## begin
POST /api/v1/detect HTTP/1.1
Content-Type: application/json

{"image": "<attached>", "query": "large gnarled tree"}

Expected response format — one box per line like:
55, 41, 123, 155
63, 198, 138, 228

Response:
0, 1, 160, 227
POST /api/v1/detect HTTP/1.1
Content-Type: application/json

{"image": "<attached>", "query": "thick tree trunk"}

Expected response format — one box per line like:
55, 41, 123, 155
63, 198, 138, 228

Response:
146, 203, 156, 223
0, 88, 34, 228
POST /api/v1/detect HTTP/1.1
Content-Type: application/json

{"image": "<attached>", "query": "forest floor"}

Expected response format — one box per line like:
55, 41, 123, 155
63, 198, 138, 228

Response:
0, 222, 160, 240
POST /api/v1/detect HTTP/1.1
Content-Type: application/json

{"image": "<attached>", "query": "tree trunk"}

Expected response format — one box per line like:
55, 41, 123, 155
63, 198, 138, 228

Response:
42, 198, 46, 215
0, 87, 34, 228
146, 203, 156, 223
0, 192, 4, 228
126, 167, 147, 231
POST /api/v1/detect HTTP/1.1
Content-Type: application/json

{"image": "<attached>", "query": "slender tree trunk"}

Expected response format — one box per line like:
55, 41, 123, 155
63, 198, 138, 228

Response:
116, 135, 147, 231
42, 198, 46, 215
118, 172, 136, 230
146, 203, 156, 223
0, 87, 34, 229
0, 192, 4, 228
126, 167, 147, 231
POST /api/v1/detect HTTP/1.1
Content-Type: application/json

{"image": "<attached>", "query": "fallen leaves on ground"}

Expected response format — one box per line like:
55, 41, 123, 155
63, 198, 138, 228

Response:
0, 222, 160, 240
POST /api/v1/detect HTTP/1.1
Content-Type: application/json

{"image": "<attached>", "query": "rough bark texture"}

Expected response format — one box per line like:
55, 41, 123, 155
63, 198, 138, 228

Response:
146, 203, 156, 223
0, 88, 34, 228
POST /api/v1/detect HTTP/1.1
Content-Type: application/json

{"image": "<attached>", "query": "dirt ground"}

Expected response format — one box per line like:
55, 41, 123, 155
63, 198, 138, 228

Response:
## end
## begin
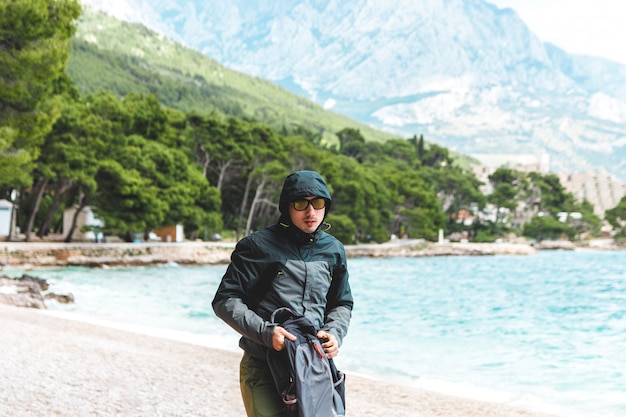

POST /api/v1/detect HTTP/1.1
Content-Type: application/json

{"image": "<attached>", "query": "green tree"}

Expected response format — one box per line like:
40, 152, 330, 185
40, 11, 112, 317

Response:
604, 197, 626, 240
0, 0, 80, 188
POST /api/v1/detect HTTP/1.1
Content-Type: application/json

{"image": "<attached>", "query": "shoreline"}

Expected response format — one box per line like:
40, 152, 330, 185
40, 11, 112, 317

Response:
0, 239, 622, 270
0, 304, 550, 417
## end
## begin
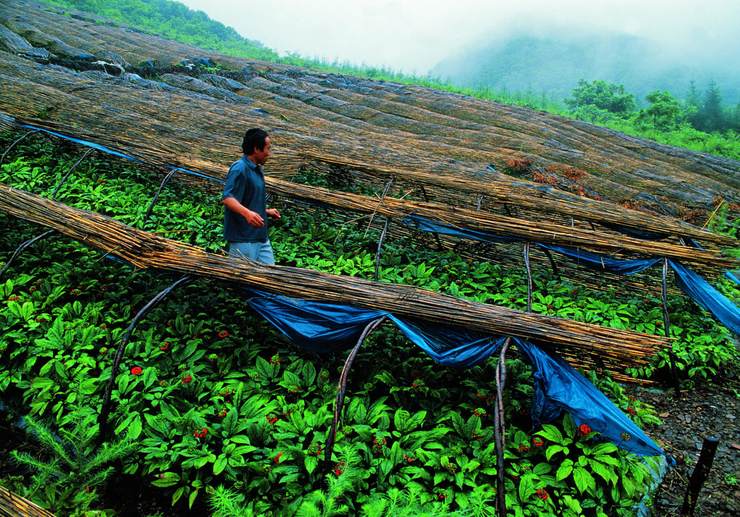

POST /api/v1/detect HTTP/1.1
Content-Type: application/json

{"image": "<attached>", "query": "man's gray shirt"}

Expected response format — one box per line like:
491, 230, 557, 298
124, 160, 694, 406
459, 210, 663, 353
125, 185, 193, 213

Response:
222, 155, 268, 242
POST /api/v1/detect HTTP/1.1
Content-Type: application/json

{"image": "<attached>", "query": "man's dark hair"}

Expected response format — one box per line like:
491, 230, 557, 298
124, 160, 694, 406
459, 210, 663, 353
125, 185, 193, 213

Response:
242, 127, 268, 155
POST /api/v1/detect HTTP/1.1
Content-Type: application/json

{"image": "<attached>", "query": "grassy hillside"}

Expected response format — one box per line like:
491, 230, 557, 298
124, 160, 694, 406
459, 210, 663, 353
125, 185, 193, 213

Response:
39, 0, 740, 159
## end
▶ [Exercise task] From the records above, pull out each line that contains the word "ground", and copy those lines as they appear.

▶ [Result of this task]
{"image": "<attached>", "query": "fallen leaves on ground"}
{"image": "<attached>", "query": "dirt ground"}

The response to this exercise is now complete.